* _List of tasks_:
a) Retype the stretch from "Here's a three-part" through "establishment before that?" in the blog page below, keeping every character as it appears.
b) Answer these from the blog page below:
(i) In what year did Tom move to Wauwatosa?
(ii) On what street is Colonel Hart's located?
(iii) In the post dated Thursday, Oct 23 2008, which season is given as the answer?

WauwatosaNOW.com
search all things local
     
Blog Home |  About this Blog       Welcome to MyCommunityNOW - Blogs Sign in | Join

Gas Pains

Tom grew up in Milwaukee, bartended in Wauwatosa in the '70s and moved here in 1984.

Commentary, observations and musings about the outdoors, life in general and maybe Tosa politics and personalities will be the order of the day. He savors a lively debate as much as terrific cooking.

October 2008 - Posts

Dancing With the Stars

By Tom Gaertner
Tuesday, Oct 28 2008, 03:20 PM

This arrived in the mailbag today.

Just trying to keep everyone's spirits-up.

Tom


 

Tosa Trivia

By Tom Gaertner
Monday, Oct 27 2008, 05:05 AM

Happy Monday.

Here's a three-part trivia question.

Colonel Hart's on State Street is a popular watering hole. The Colonel also serves terrific food.

What is the significance of the name to Wauwatosa?

What was the name of the establishment before it was Colonel Hart's?

What was the name of the establishment before that?

I'll publish any responses along with the correct answers in a  couple of days.

Tom


 

Gas Pains Captures a Creepy Apparition in the Woods - It Is Not Joe the Plumber

By Tom Gaertner
Thursday, Oct 23 2008, 05:02 AM

'Tis the season to be jolly, fa, la, la, la, la... 

What?  You ask.  Kris Kringle?  Already? 

Heck no.  The answer would be - Hunting Season.

* _Supplied entries_:
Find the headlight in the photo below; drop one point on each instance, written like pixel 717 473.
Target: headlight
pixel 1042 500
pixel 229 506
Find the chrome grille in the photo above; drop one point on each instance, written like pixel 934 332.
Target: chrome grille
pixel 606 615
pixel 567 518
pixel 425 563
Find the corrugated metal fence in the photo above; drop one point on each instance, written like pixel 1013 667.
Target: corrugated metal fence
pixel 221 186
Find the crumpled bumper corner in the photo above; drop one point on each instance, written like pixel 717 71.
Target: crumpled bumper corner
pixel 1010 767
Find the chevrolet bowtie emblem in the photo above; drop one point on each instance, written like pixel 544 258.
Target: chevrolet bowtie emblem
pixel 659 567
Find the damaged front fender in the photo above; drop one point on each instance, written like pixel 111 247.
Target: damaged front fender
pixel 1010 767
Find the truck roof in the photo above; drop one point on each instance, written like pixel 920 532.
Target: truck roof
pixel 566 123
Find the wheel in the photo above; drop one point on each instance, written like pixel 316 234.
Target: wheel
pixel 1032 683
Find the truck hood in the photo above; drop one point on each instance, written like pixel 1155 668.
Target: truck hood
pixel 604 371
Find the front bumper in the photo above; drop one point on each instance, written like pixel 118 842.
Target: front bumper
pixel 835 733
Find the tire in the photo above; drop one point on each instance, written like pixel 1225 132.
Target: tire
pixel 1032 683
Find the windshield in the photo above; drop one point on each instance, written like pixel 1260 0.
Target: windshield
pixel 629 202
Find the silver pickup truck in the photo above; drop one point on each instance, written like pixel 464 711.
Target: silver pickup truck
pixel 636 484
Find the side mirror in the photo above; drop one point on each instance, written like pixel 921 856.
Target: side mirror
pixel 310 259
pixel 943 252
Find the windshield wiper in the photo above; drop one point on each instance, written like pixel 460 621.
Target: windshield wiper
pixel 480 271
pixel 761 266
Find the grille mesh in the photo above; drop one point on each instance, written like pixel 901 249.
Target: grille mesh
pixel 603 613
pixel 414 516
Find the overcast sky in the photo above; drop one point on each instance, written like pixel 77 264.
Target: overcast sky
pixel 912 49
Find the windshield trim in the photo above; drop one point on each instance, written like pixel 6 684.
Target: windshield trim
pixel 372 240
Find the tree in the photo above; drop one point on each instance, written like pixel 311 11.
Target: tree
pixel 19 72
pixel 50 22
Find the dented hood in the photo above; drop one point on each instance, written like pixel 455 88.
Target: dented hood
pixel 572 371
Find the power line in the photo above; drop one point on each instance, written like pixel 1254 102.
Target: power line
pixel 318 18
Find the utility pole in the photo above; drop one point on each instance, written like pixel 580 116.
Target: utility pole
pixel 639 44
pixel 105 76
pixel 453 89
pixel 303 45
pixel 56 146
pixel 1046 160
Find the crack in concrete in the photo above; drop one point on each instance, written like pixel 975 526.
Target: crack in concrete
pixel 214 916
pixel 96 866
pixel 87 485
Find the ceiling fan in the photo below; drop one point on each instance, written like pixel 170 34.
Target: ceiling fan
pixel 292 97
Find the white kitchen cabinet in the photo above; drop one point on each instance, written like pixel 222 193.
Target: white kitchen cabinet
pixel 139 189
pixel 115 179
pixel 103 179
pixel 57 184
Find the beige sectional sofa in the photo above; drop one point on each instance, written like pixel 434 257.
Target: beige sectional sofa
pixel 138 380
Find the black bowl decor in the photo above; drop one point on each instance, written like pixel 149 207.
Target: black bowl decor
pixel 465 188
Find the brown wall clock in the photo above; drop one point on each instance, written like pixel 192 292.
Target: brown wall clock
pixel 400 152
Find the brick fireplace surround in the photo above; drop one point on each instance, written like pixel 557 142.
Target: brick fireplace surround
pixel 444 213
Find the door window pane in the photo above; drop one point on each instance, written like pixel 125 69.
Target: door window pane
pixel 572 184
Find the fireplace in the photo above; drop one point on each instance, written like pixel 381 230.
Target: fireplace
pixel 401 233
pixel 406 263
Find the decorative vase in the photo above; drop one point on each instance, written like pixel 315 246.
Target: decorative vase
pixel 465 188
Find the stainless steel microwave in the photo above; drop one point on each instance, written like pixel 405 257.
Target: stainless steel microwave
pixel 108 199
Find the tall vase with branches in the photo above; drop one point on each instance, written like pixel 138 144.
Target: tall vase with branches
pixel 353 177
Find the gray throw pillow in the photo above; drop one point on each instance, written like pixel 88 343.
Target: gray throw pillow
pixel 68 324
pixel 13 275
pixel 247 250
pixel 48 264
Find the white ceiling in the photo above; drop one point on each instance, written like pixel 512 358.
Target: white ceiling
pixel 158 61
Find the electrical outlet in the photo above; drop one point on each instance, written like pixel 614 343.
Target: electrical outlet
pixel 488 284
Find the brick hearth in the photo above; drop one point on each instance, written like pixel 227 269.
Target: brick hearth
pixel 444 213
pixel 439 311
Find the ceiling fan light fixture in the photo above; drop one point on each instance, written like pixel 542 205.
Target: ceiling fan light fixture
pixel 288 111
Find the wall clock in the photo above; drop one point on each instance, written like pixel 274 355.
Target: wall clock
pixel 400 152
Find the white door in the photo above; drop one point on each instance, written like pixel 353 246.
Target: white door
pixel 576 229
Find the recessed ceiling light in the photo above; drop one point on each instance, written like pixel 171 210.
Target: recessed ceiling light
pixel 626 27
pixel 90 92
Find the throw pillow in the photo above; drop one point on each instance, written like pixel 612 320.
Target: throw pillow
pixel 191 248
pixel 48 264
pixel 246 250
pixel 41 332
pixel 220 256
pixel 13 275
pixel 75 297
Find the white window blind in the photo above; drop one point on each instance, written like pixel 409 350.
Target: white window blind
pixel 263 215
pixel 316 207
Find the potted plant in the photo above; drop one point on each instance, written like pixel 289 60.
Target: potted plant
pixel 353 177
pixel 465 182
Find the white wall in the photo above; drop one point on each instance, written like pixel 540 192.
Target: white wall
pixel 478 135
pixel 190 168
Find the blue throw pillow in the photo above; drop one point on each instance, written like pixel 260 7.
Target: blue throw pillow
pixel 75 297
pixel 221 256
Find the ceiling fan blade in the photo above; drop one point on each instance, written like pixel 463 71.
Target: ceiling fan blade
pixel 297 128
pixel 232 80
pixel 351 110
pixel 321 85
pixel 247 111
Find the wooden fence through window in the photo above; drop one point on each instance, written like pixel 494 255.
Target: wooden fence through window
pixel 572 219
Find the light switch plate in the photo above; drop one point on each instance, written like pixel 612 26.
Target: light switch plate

* _Results for each task_:
a)
Here's a three-part trivia question.

Colonel Hart's on State Street is a popular watering hole. The Colonel also serves terrific food.

What is the significance of the name to Wauwatosa?

What was the name of the establishment before it was Colonel Hart's?

What was the name of the establishment before that?

b)
(i) 1984
(ii) State Street
(iii) Hunting Season